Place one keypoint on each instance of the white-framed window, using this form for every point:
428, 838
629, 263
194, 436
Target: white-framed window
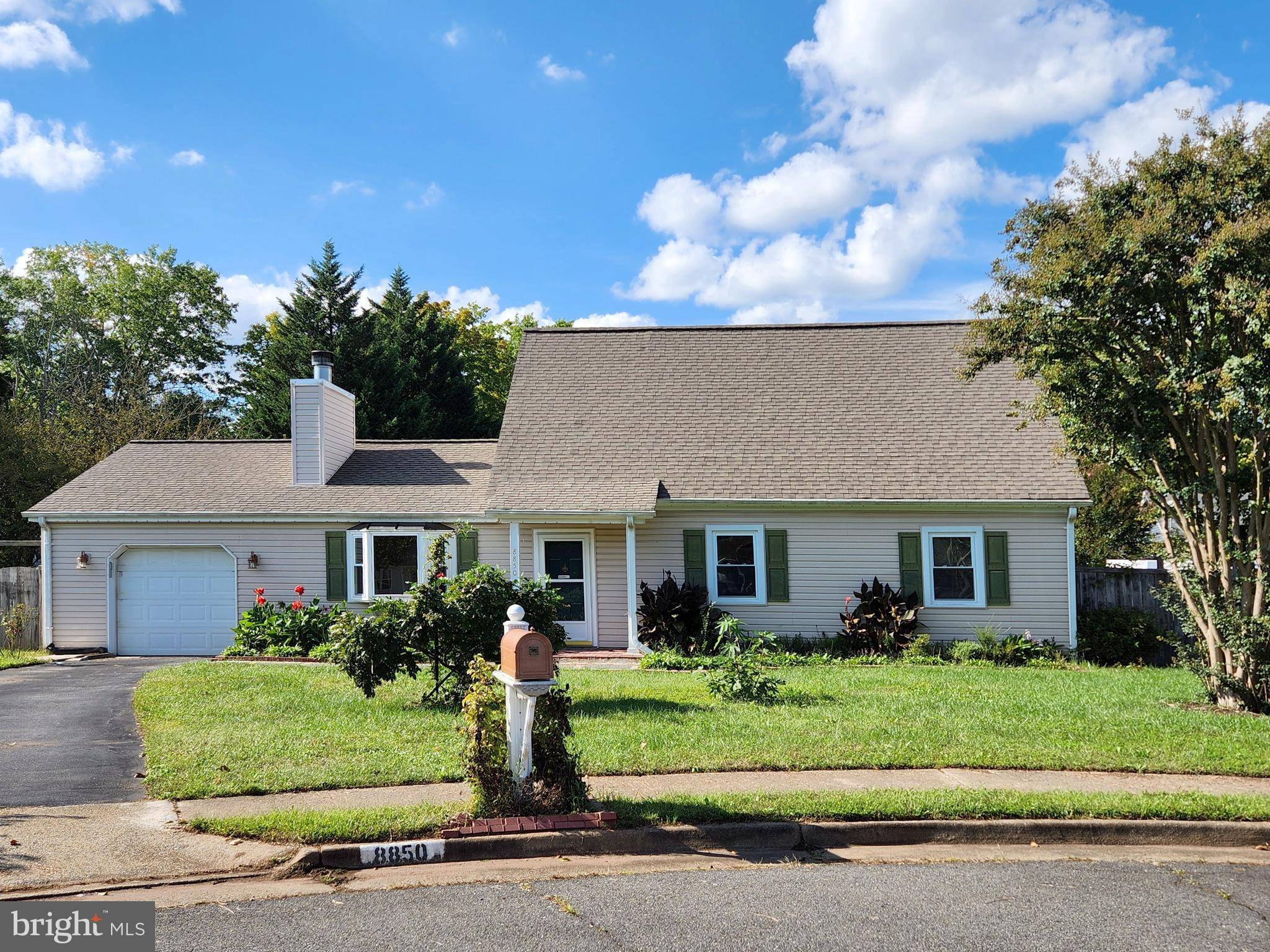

— REQUIRED WORK —
Please copy each line of the entries in which the word "window" shows up.

— REPLY —
Place one keypoint on each instance of the white-framed window, using this form for every point:
Target: white-framed window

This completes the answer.